## What the exercise asks
Update the material below by replacing every occurrence of "Put a pin on" with "Place a marker on" and leaving everything else untouched.

## Data listing
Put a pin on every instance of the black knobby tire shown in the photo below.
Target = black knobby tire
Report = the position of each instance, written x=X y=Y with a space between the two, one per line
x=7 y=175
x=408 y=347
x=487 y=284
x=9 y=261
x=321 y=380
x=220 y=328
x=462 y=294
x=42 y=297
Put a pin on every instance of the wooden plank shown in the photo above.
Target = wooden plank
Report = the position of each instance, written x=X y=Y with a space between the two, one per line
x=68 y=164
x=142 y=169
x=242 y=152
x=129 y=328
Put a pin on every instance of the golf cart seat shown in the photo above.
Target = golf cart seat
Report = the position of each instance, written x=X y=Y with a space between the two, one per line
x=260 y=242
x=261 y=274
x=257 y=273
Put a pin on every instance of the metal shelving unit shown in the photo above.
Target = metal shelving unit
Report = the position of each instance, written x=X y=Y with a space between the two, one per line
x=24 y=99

## Final result
Place a marker on every instance of the black knobby tire shown in the photo below.
Target = black knobby tire
Report = the position of each instance, written x=X y=Y with a space between the two, one per line
x=7 y=175
x=408 y=347
x=487 y=284
x=9 y=261
x=321 y=380
x=220 y=328
x=462 y=294
x=42 y=297
Place a marker on every instance of the wooden plank shown in the photo above.
Target = wooden plank
Report = the position of each instance, written x=X y=Y with a space between the two, one per line
x=68 y=164
x=142 y=169
x=242 y=152
x=129 y=328
Place a marker on every instance of the golf cart seat shown in the photo above.
Target = golf cart seat
Report = the position of each instance, written x=X y=Y with a space between the two, one per line
x=260 y=242
x=261 y=274
x=257 y=273
Place a marker on every instance of the metal shelving unit shown in the photo above.
Target = metal shelving unit
Report = the position of each instance, written x=X y=Y with a space between the two, one per line
x=24 y=99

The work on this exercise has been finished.